§ What is needed
Nothing but the lines from the one with "Target: dirt path" through the final line of the entries below should be written out, each exactly as given.

Referring expression data

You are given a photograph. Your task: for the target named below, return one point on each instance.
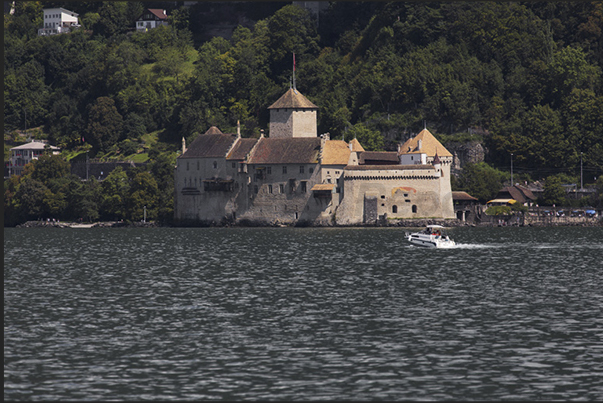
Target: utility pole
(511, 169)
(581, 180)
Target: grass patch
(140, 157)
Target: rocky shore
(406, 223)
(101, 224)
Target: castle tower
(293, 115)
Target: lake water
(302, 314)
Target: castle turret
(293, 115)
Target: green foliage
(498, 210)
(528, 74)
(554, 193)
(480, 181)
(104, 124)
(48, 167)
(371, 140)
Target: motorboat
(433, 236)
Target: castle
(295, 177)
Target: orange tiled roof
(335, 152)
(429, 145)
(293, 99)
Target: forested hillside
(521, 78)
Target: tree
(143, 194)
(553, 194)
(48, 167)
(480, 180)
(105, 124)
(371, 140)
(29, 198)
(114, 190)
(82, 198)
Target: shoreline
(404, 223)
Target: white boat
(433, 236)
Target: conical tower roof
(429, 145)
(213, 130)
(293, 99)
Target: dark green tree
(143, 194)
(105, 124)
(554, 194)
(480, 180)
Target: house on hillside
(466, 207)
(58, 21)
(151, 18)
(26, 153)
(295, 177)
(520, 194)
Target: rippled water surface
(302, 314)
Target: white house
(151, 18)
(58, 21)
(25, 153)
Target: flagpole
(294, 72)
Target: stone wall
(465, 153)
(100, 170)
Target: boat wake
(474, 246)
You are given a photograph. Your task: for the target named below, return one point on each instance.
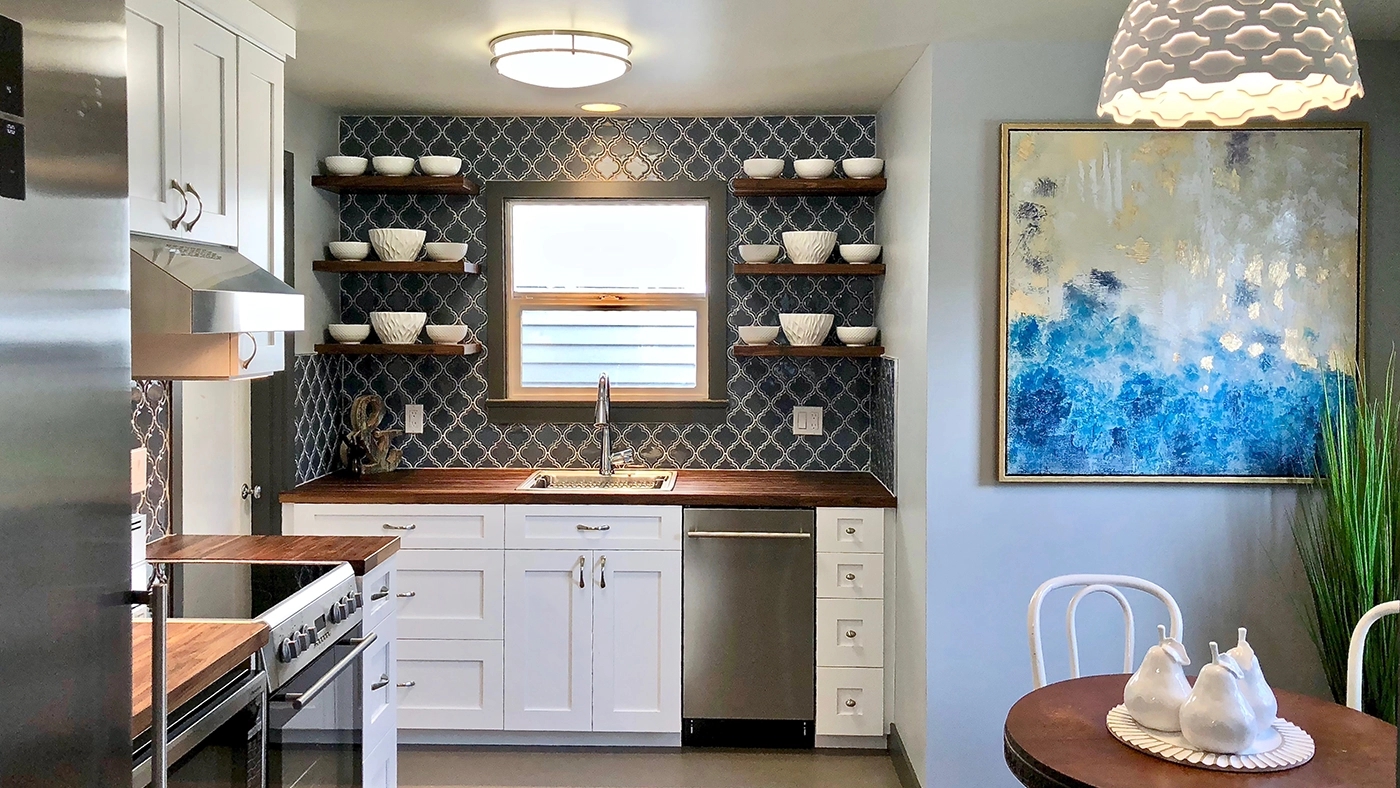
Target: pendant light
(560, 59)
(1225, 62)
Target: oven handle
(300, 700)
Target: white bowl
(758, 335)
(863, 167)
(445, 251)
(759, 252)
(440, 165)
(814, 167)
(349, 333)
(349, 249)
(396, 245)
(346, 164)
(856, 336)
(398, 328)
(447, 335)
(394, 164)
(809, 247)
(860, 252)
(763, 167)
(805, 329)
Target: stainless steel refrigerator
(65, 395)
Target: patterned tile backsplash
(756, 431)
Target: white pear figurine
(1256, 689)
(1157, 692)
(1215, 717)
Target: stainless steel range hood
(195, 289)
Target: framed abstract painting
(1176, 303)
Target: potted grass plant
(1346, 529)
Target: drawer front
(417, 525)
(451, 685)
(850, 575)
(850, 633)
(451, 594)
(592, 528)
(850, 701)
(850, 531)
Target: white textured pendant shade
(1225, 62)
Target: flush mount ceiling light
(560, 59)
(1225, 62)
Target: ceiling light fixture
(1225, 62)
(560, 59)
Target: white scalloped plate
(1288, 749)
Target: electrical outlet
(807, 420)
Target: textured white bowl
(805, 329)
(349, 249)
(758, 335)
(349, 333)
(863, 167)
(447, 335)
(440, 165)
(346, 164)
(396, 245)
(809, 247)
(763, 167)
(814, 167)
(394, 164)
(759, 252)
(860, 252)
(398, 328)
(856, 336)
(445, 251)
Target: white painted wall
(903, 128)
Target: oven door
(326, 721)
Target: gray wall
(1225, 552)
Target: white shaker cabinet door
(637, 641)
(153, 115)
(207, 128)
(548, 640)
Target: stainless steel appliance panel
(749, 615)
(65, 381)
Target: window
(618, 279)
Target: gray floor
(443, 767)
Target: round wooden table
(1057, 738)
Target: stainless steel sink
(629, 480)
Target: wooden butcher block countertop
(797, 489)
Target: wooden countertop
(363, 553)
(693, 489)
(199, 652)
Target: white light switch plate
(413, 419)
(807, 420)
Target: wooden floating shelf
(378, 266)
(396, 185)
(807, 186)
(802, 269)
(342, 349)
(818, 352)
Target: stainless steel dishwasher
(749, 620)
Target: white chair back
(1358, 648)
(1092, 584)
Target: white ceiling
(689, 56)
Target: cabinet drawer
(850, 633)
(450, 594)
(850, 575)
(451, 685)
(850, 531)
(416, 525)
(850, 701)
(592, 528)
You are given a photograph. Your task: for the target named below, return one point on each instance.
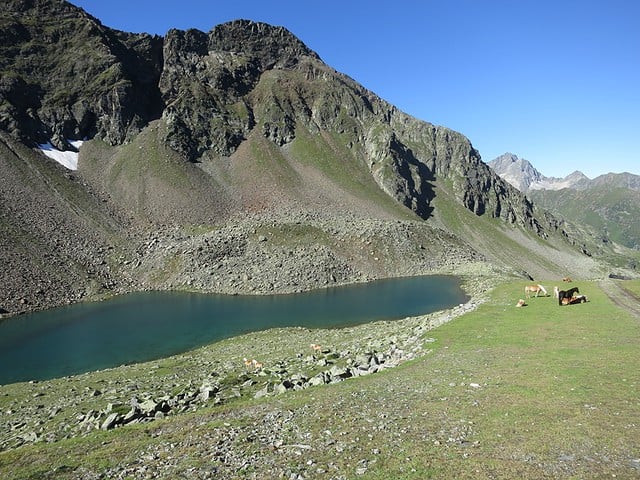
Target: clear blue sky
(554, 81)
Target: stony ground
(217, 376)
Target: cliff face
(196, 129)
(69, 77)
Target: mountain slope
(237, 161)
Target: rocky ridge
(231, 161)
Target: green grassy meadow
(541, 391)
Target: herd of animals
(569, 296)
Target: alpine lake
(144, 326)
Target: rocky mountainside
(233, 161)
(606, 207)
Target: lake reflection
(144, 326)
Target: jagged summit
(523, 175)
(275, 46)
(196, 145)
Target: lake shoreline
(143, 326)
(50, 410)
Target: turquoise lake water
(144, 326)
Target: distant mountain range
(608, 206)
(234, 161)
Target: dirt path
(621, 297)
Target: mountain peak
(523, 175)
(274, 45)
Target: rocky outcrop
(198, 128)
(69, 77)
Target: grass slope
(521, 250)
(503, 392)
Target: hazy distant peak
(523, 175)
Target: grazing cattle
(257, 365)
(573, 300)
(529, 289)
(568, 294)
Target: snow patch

§ Answer space
Target: dirt path
(621, 297)
Target: mountain peak
(523, 175)
(274, 45)
Target: rocky outcrop
(198, 128)
(69, 77)
Target: grass slope
(521, 250)
(503, 392)
Target: hazy distant peak
(523, 175)
Target: grazing cattle
(257, 365)
(573, 300)
(529, 289)
(568, 294)
Target: snow patch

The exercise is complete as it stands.